• **PROBLEM**
Retype the data below exactly, skipping pictures.

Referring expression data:
....
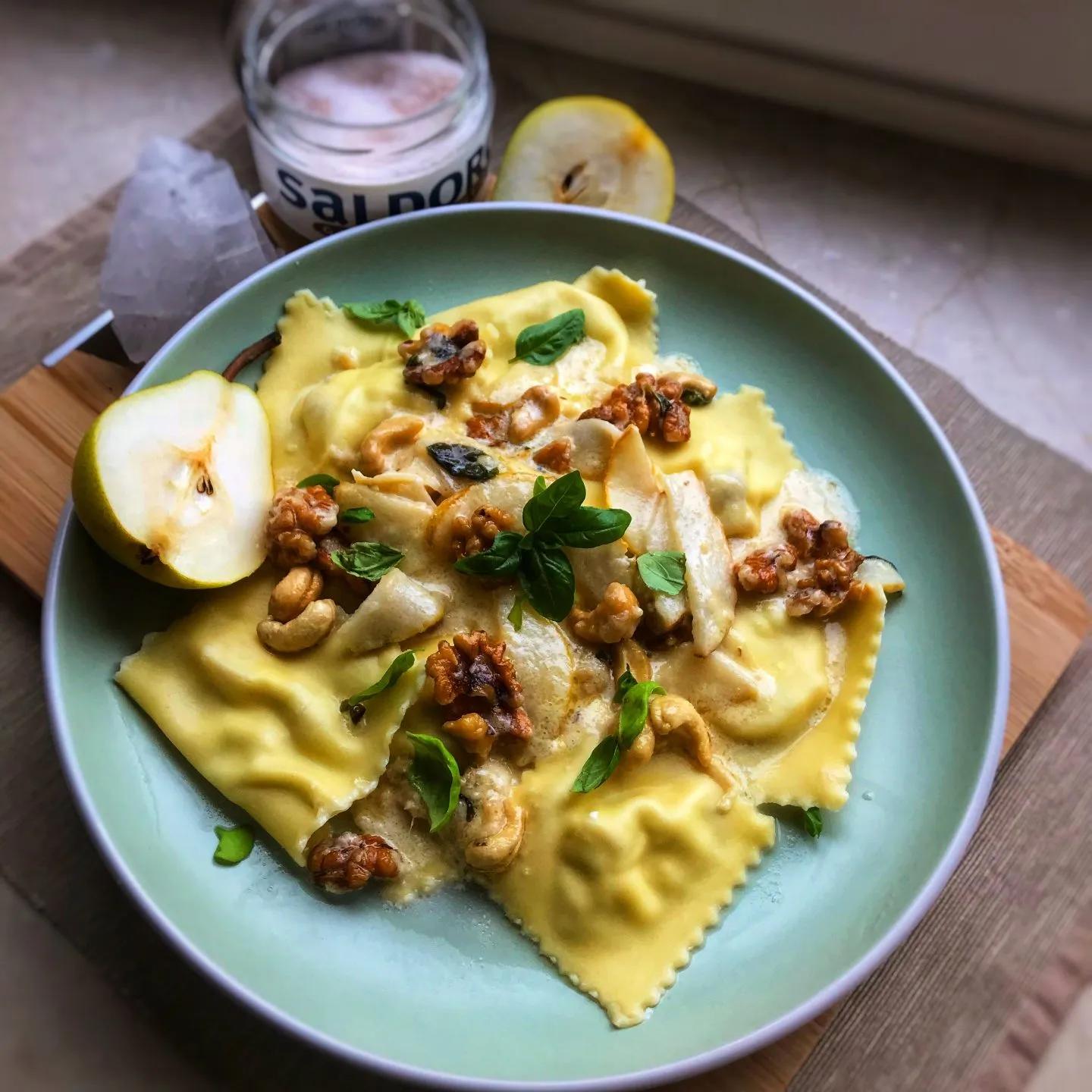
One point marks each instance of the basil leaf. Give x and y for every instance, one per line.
x=516, y=615
x=327, y=481
x=356, y=516
x=592, y=526
x=409, y=315
x=500, y=560
x=369, y=560
x=635, y=711
x=396, y=670
x=663, y=570
x=557, y=500
x=626, y=682
x=598, y=766
x=233, y=844
x=435, y=774
x=548, y=580
x=463, y=461
x=692, y=397
x=545, y=342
....
• **SOLUTION**
One point marks each instance of the basil leaf. Give x and y for every instance, one per line.
x=516, y=615
x=327, y=481
x=356, y=516
x=592, y=526
x=409, y=315
x=500, y=560
x=369, y=560
x=635, y=711
x=396, y=670
x=663, y=570
x=557, y=500
x=626, y=682
x=598, y=766
x=233, y=844
x=435, y=774
x=548, y=580
x=463, y=461
x=692, y=397
x=545, y=342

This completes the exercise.